(EXCERPT)
BEGIN
First, CMK instances per default are created with a RETAIN policy. That means these instances aren’t deleted when the CloudFormation stack is being deleted. This is important because you probably don’t want to lose the key (or in our case, the Ethereum account), particularly after funds have been sent to this address.

In this example, the removal_policy has explicitly been set to DESTROY, so that the CMK resource is deleted automatically with the CloudFormation stack of this solution, to prevent future charges. If the created CMK resource and associated Ethereum account should not be deleted together with the CloudFormation stack, the removal_policy should be changed back to RETAIN.

After a CMK resource has been deleted, there is a default waiting period of 30 days after which the CMK is erased. During the wait time, the CMK can’t be used in any cryptographic operation, but allows for recovery.

Furthermore, the CDK key definition makes use of so-called escape hatches in this example. These are required to access low-level CloudFormation resource constructs.

Because, as of this writing, the standard AWS CDK only allows us to define symmetric keys, we need to specify our asymmetric key definition and the key usage using this low-level AWS CDK API.

Using the low-level API, we can specify the key_spec and key_usage. You have to set the key_spec parameter to ECC_SECG_P256K1, which represents the same elliptic curve as used in Ethereum called secp256k1.

You need to set key_usage to SIGN_VERIFY for asymmetric CMKs.

Similar to the aws_km module, you have to import the aws_lambda module to specify Lambda resources:

lf = aws_lambda.Function(
self,
“Function”,
handler=”lambda_function.lambda_handler”,
runtime=aws_lambda.Runtime.PYTHON_3_8,
environment=env,
timeout=core.Duration.minutes(2),
code=code,
memory_size=256
)

This code example is located in the aws-kms-ethereum-accounts/aws_kms_lambda_ethereum/aws_kms_lambda_ethereum_stack.py file.

Besides creating and configuring CloudFormation resources, the AWS CDK also allows you to manage the permissions using the high-level Python objects.

In this post, only the Lambda function should use the AWS CMK resource. To ensure this, you can use the grant method that’s available on the CMK object. You need to pass the reference of your Lambda resource and the actions that you want to allow (‘kms:GetPublicKey’ and ‘kms:Sign’):

cmk.grant(eth_client.lf, ‘kms:GetPublicKey’)
END
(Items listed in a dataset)
BEGIN
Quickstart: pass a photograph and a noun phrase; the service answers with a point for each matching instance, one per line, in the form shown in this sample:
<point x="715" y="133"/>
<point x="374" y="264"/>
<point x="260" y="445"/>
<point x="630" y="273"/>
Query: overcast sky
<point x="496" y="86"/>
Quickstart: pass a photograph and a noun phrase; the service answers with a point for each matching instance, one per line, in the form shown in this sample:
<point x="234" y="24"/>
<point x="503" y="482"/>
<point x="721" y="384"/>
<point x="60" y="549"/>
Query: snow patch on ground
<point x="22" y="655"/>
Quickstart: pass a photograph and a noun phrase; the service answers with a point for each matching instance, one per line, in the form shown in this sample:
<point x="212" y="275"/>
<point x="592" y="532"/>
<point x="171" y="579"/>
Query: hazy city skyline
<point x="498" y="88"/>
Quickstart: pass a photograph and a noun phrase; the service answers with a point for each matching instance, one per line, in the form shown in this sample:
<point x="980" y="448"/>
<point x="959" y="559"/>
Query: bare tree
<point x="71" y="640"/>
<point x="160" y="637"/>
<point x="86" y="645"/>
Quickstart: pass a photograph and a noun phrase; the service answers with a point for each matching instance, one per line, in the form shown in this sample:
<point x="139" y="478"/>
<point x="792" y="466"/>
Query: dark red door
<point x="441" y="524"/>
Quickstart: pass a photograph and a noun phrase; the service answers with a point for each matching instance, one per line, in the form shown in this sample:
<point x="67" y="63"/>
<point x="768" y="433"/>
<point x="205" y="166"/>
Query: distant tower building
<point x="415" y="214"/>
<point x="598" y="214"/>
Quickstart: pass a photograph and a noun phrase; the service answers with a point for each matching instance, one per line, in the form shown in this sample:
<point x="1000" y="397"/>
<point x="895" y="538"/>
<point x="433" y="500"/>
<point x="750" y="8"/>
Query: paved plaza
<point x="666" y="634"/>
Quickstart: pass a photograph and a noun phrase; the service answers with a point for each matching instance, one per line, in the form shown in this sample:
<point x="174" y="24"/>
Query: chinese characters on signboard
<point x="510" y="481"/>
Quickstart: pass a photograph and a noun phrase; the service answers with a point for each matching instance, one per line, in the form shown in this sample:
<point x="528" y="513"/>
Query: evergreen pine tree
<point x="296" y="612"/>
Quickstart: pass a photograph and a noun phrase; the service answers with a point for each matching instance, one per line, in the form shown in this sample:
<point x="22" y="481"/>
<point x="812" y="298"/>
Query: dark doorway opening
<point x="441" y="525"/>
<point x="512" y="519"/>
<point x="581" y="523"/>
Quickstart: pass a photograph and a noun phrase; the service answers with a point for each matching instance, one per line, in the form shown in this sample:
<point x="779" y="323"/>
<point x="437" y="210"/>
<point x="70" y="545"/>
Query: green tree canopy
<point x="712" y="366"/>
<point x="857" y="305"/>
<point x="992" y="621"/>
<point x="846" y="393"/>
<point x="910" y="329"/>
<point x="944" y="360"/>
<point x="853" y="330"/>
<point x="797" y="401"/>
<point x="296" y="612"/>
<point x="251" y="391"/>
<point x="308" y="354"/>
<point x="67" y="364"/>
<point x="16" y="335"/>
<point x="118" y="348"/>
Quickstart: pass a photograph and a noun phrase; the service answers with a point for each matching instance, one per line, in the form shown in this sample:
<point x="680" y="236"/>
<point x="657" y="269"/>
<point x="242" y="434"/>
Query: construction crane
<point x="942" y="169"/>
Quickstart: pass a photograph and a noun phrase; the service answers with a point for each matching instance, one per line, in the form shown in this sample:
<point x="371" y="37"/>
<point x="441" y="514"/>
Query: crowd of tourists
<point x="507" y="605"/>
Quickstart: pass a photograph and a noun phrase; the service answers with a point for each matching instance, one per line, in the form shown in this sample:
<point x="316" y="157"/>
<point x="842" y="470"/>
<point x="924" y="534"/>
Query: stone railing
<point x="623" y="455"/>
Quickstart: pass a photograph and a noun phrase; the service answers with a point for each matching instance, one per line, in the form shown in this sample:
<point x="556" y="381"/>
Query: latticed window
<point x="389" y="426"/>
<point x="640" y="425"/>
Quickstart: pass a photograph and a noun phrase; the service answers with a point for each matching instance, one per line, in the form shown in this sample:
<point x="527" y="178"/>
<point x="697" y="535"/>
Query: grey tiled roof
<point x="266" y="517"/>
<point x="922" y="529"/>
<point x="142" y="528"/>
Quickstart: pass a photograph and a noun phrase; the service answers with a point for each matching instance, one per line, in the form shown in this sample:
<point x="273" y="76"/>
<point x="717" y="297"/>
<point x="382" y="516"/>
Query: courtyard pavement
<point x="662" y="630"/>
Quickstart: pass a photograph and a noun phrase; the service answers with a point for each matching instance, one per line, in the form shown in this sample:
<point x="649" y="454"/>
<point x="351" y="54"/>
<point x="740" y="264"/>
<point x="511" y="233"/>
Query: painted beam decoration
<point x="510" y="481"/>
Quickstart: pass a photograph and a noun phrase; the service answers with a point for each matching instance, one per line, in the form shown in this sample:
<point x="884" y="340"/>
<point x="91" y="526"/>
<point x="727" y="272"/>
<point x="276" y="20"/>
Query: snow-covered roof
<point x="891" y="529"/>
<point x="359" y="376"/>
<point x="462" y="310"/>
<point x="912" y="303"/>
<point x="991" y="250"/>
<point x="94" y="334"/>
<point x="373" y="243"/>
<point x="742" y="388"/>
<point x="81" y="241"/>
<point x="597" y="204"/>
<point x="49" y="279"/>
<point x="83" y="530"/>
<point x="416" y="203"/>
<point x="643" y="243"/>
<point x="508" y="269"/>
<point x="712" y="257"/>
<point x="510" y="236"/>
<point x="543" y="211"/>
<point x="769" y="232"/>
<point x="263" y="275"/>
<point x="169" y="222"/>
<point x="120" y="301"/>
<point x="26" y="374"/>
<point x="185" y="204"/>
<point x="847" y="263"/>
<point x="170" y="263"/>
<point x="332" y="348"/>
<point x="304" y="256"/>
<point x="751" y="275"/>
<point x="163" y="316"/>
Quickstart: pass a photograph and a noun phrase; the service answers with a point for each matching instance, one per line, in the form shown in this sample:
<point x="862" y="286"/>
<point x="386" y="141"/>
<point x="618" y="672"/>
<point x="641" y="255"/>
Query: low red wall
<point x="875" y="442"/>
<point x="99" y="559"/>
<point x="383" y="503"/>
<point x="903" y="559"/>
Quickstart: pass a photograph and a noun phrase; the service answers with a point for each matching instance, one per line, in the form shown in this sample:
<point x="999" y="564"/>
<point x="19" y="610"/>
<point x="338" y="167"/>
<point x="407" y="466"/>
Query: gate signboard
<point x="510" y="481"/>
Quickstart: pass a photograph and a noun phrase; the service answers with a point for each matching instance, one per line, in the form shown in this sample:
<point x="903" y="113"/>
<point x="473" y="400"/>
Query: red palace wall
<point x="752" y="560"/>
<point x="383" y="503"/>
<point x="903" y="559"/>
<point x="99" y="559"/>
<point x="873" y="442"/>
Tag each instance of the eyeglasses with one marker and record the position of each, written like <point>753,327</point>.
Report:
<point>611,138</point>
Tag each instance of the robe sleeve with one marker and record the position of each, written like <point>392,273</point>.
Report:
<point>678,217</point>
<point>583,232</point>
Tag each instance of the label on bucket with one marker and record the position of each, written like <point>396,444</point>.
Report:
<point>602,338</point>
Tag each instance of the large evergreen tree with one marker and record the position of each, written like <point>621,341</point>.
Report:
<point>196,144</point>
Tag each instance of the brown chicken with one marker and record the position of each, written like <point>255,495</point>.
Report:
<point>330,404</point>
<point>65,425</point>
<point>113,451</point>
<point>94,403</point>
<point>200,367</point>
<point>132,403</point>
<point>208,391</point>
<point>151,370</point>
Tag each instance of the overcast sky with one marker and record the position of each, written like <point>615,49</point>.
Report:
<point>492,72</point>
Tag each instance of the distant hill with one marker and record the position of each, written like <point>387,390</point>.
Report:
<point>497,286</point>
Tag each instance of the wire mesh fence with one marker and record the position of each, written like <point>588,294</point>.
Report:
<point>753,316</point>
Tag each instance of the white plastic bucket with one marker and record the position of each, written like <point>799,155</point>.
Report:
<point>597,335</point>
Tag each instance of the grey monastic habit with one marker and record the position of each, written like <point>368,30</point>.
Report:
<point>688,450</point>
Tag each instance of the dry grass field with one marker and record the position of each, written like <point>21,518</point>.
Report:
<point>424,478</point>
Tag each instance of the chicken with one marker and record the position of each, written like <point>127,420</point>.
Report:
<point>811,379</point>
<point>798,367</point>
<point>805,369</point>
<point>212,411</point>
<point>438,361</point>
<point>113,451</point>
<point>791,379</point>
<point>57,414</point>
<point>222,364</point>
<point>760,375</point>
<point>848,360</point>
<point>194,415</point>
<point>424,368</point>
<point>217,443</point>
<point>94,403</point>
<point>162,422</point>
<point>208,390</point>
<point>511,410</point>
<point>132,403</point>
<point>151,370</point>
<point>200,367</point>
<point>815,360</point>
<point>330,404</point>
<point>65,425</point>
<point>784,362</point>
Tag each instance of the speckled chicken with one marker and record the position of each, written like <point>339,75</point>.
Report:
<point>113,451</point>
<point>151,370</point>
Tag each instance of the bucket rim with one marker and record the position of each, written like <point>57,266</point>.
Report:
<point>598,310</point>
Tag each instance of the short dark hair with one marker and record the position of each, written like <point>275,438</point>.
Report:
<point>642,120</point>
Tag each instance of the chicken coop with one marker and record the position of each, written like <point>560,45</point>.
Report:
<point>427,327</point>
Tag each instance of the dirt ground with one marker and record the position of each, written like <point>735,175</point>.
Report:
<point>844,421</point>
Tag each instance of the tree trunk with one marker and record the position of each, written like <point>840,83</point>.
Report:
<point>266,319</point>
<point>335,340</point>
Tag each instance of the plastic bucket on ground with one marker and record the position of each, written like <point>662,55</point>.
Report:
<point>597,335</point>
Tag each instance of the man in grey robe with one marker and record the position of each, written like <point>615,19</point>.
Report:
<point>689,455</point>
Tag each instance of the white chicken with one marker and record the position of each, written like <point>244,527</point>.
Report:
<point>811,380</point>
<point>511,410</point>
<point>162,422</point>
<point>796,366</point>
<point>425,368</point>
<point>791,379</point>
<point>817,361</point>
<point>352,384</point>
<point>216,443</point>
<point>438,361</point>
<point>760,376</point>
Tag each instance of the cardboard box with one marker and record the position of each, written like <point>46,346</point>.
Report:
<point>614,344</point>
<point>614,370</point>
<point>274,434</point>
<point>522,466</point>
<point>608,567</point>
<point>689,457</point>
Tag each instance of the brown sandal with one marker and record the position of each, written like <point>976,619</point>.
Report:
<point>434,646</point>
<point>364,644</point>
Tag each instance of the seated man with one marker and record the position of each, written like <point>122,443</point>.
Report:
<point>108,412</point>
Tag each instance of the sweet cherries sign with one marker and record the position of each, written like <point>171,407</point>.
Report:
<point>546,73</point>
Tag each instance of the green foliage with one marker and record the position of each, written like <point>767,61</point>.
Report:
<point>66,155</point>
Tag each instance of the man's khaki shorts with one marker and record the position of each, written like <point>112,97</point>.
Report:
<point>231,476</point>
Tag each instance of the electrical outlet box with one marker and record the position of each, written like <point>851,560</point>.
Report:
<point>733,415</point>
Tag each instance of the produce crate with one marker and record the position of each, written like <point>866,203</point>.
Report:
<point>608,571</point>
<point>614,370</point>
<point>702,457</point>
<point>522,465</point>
END
(REQUIREMENT)
Answer these questions from the excerpt on AWS KMS keys above:
(a) How long is the default waiting period before a deleted CMK is erased?
(b) What value must the key_spec parameter be set to?
(c) What runtime is given for the Lambda function in the code example?

(WRITTEN RESPONSE)
(a) 30 days.
(b) ECC_SECG_P256K1.
(c) aws_lambda.Runtime.PYTHON_3_8.